• EXERCISE INSTRUCTIONS
There is material below. Print exactly the lines starting at the line with "Query: spoon handle" and ending at the line with "on the green", ends included, and no others.

• THE RECORDS
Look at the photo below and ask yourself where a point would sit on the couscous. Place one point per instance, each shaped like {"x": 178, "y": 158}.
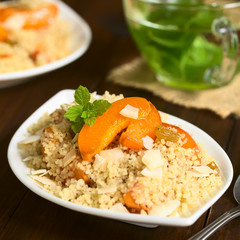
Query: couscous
{"x": 168, "y": 175}
{"x": 32, "y": 34}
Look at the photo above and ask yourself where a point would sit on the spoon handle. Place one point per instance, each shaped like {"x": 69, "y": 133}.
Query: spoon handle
{"x": 215, "y": 225}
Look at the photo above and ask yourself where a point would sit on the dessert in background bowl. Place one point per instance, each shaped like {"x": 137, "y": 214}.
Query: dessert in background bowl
{"x": 39, "y": 36}
{"x": 148, "y": 167}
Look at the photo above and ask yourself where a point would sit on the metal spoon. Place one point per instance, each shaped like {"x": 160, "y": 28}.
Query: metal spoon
{"x": 225, "y": 218}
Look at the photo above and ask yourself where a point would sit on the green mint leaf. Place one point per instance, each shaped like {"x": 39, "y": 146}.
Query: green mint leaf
{"x": 90, "y": 121}
{"x": 74, "y": 113}
{"x": 100, "y": 107}
{"x": 82, "y": 95}
{"x": 86, "y": 112}
{"x": 77, "y": 126}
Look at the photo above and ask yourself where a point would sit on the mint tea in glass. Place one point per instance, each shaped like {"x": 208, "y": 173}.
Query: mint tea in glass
{"x": 189, "y": 44}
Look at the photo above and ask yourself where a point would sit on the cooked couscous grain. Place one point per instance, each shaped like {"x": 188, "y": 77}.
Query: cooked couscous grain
{"x": 176, "y": 184}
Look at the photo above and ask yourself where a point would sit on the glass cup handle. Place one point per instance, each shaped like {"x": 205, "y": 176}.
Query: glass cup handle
{"x": 222, "y": 29}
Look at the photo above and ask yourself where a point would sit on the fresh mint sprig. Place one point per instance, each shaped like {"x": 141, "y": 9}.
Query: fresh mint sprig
{"x": 85, "y": 112}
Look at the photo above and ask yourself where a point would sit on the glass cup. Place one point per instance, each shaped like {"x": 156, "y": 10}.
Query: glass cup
{"x": 189, "y": 44}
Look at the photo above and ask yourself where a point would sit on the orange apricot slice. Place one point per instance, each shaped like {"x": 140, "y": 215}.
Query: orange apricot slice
{"x": 131, "y": 204}
{"x": 133, "y": 136}
{"x": 93, "y": 139}
{"x": 31, "y": 18}
{"x": 189, "y": 141}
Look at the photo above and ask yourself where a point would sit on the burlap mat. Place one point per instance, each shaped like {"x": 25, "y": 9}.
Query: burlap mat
{"x": 223, "y": 101}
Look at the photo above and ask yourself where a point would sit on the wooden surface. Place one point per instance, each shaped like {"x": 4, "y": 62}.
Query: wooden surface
{"x": 24, "y": 215}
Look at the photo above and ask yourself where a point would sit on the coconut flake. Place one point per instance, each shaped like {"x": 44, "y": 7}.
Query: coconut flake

• RESULT OF THE EXERCISE
Query: spoon handle
{"x": 215, "y": 225}
Look at the photo above and ask yourself where a point would sit on the dessert in background bowl. Place one point per instance, each shaped like {"x": 137, "y": 214}.
Query: dessert in background bowl
{"x": 39, "y": 36}
{"x": 148, "y": 167}
Look at the photo above and ask yourself where a point would sit on the metal spoon. Place one point per instance, each shaped like {"x": 160, "y": 28}.
Query: metal spoon
{"x": 225, "y": 218}
Look at the photo above and ask yourself where a point would sit on the green mint leaf. Place one point per instance, each shaped like {"x": 39, "y": 146}.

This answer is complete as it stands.